═════ DATA IN THIS EXERCISE ═════

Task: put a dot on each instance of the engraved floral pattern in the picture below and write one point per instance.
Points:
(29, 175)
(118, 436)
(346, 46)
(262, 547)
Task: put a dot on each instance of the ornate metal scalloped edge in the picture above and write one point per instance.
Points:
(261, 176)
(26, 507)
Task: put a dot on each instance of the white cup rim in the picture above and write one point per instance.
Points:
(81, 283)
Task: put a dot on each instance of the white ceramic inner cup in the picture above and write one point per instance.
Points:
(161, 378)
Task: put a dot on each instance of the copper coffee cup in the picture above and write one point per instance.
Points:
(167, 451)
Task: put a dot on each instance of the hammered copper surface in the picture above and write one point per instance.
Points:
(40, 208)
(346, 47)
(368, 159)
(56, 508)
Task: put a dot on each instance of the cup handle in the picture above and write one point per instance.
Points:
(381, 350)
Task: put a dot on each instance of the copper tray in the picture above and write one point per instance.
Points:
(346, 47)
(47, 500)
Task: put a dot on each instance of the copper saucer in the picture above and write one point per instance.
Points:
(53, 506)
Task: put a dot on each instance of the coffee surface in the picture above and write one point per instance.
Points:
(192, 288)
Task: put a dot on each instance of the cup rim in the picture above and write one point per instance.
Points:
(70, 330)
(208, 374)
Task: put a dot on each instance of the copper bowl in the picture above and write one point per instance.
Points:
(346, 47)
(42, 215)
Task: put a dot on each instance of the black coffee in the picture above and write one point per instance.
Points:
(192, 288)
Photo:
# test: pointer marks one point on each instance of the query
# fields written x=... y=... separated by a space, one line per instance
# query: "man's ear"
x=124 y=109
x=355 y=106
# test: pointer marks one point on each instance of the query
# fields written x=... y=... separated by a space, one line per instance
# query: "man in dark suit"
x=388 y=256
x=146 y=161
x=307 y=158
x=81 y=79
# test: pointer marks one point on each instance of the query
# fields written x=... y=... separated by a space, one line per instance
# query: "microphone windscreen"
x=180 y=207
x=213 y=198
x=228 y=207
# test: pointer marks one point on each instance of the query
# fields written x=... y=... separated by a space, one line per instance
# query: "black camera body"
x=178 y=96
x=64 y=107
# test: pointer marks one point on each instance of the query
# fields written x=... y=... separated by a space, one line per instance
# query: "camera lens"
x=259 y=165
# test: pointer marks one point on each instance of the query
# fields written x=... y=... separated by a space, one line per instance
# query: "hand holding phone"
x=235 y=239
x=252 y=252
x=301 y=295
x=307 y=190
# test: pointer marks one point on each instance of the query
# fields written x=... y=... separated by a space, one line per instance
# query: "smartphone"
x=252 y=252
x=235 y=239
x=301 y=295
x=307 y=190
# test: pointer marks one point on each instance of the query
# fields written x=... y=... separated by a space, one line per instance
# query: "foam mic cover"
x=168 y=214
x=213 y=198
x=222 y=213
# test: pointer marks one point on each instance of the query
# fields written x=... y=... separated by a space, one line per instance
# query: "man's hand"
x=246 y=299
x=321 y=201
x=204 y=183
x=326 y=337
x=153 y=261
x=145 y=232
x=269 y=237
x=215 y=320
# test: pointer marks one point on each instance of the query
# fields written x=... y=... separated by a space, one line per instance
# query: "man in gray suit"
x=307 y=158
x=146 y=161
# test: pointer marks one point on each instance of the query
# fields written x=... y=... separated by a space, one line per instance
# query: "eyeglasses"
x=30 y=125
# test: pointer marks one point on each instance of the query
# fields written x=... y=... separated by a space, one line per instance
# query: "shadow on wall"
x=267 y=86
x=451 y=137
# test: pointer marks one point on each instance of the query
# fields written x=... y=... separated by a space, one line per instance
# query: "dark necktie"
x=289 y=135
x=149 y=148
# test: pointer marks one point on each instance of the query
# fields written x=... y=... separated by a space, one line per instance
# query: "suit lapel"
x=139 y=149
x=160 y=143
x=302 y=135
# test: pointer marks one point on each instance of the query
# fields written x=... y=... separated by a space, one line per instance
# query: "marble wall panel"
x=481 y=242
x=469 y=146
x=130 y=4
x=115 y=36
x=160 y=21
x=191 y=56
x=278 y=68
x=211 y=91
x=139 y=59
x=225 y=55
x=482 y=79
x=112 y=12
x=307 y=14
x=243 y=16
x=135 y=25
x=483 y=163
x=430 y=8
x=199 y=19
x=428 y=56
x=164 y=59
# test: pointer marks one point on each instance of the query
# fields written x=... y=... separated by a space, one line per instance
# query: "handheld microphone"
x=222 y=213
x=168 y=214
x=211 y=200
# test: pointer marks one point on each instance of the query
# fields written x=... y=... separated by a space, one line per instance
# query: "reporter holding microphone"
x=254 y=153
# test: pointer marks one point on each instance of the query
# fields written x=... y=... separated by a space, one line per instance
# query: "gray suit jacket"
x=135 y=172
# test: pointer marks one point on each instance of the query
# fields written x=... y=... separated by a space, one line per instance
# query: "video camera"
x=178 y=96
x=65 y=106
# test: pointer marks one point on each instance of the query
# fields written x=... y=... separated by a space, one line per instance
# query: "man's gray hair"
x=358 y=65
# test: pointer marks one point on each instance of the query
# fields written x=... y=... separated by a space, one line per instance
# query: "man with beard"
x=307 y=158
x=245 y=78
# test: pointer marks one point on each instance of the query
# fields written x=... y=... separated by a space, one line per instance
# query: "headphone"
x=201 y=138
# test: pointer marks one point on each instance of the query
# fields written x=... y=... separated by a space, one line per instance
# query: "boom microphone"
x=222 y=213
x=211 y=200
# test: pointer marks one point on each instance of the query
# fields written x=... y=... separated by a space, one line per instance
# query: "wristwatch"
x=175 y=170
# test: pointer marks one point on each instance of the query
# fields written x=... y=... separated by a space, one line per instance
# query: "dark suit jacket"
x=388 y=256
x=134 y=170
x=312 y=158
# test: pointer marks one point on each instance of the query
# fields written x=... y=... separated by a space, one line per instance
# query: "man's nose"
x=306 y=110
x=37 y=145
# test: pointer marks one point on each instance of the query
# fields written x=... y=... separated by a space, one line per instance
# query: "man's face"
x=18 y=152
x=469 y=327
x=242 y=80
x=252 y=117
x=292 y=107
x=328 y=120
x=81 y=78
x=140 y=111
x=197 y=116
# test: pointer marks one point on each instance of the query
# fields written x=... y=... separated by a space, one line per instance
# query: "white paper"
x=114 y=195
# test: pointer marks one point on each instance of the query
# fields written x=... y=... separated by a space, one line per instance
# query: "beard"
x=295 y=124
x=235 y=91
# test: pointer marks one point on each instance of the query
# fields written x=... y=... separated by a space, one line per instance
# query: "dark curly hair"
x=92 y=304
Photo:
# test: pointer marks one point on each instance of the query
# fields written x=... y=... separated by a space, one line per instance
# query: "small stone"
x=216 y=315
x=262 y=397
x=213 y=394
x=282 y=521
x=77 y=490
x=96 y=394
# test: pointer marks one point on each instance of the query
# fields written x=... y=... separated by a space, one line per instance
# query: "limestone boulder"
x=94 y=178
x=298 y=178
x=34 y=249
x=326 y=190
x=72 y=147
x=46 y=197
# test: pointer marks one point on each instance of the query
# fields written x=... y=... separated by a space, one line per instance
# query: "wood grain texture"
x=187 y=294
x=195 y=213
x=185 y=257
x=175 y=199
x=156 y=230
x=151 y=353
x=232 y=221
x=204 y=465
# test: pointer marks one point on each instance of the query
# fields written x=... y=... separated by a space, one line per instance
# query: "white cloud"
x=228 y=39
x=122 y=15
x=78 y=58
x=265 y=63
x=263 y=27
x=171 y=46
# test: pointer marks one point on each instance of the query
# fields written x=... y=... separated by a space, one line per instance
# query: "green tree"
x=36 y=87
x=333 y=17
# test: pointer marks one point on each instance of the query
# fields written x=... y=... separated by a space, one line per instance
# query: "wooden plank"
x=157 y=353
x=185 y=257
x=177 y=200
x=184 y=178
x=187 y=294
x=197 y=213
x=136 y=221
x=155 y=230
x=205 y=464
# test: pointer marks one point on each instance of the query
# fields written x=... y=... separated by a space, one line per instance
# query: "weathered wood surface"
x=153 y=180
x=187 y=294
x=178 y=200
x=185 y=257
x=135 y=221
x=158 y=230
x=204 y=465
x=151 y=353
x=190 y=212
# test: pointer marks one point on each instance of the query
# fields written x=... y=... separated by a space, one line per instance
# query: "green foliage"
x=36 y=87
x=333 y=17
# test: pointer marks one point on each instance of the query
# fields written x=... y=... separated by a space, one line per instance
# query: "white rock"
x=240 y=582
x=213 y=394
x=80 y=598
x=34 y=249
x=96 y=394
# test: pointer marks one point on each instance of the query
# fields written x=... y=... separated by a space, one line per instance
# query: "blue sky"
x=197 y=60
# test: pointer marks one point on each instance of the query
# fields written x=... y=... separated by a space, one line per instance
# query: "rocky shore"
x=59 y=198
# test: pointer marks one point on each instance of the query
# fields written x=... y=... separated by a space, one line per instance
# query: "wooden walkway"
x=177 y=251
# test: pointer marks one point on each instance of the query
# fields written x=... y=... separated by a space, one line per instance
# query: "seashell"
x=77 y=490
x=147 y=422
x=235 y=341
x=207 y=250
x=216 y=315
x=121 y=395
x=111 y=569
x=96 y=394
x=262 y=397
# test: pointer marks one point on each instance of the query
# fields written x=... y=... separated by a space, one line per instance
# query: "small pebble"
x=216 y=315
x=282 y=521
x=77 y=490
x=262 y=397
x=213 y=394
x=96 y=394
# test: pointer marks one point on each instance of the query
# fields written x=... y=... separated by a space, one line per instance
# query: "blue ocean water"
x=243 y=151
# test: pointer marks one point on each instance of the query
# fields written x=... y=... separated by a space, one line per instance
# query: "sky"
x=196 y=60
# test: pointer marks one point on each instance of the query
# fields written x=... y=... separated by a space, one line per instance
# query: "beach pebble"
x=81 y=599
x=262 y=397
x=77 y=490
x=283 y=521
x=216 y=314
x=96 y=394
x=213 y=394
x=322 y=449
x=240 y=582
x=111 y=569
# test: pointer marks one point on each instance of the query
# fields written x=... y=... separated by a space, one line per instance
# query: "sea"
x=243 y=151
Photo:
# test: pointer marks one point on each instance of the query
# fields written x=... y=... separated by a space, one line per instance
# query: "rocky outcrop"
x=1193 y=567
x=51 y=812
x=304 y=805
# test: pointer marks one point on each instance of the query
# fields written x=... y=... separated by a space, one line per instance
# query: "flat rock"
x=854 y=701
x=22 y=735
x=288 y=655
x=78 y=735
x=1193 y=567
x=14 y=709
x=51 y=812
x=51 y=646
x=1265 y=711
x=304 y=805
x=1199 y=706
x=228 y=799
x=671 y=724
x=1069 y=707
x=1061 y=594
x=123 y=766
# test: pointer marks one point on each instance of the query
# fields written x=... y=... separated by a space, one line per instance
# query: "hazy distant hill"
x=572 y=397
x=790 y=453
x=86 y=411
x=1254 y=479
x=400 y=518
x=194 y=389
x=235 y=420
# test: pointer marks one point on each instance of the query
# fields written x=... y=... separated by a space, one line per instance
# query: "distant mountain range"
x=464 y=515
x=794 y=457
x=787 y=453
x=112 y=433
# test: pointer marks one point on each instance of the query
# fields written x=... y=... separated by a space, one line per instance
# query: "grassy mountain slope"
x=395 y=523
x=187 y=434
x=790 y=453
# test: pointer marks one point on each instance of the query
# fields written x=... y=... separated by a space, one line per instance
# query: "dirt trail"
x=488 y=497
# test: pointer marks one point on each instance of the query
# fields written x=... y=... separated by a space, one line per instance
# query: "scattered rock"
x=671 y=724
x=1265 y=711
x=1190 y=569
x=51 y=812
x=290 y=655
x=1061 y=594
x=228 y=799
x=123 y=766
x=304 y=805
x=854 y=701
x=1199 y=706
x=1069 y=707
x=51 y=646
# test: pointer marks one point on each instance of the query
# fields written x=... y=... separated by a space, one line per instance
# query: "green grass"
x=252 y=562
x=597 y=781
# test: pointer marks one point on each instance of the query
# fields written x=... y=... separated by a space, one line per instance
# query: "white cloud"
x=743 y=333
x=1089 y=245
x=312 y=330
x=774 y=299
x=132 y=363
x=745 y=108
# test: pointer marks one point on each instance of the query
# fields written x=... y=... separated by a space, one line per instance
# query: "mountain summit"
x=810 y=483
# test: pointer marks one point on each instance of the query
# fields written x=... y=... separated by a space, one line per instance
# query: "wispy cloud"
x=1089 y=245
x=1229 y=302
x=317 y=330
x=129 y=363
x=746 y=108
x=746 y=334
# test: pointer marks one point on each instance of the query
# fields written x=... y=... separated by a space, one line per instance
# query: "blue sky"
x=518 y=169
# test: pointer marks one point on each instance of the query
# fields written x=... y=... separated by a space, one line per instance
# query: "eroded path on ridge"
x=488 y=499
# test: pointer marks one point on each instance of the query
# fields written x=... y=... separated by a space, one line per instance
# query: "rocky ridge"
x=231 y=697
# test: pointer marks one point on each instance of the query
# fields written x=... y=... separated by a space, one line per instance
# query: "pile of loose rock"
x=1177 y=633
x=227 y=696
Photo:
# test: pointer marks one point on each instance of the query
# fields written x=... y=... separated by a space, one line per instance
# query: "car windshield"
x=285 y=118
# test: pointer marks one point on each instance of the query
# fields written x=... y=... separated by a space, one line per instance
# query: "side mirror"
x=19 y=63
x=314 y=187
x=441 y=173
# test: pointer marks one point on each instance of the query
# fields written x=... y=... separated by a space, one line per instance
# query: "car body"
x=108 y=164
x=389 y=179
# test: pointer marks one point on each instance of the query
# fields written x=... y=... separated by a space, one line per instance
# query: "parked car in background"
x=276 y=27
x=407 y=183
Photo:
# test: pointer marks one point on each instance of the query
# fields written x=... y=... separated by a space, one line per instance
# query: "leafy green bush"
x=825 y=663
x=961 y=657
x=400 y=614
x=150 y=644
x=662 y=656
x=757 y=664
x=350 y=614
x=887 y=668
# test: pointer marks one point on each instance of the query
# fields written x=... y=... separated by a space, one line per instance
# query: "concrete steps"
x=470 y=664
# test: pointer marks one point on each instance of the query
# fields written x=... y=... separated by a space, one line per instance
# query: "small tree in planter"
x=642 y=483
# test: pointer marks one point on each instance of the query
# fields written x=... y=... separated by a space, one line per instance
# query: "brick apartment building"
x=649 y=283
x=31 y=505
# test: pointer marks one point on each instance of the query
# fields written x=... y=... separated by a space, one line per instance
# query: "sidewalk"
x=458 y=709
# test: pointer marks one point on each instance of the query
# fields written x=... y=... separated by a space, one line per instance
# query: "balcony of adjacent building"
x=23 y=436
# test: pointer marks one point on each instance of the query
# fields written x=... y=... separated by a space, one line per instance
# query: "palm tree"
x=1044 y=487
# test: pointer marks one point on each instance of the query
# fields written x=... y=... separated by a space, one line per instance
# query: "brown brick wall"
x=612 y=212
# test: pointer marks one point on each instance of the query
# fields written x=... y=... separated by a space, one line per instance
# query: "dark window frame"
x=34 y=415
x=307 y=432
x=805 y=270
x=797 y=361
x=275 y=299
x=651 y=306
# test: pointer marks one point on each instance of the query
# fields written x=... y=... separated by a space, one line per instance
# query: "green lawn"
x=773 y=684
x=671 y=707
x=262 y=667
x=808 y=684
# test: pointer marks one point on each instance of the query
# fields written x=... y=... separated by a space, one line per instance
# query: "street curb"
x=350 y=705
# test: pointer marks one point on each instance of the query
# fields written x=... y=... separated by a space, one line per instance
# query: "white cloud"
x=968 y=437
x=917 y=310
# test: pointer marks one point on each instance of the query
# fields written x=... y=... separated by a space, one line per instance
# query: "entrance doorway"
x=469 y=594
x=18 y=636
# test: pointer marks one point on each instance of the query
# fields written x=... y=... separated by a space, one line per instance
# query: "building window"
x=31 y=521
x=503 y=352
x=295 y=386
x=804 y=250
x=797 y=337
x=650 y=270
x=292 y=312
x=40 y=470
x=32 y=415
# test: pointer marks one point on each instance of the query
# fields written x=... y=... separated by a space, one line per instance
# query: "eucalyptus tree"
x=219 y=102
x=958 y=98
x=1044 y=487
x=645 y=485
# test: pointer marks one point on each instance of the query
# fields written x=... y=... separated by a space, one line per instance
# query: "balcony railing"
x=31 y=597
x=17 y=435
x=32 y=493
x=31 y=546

═════

(TASK DETAILS) Identify every line in the material above that contains the word "dark", matching case exactly, and copy each such line.

(WRITTEN RESPONSE)
# query: "man in dark suit"
# query: "dark necktie"
# query: "dark suit jacket"
# query: "dark curly hair"
# query: "dark window frame"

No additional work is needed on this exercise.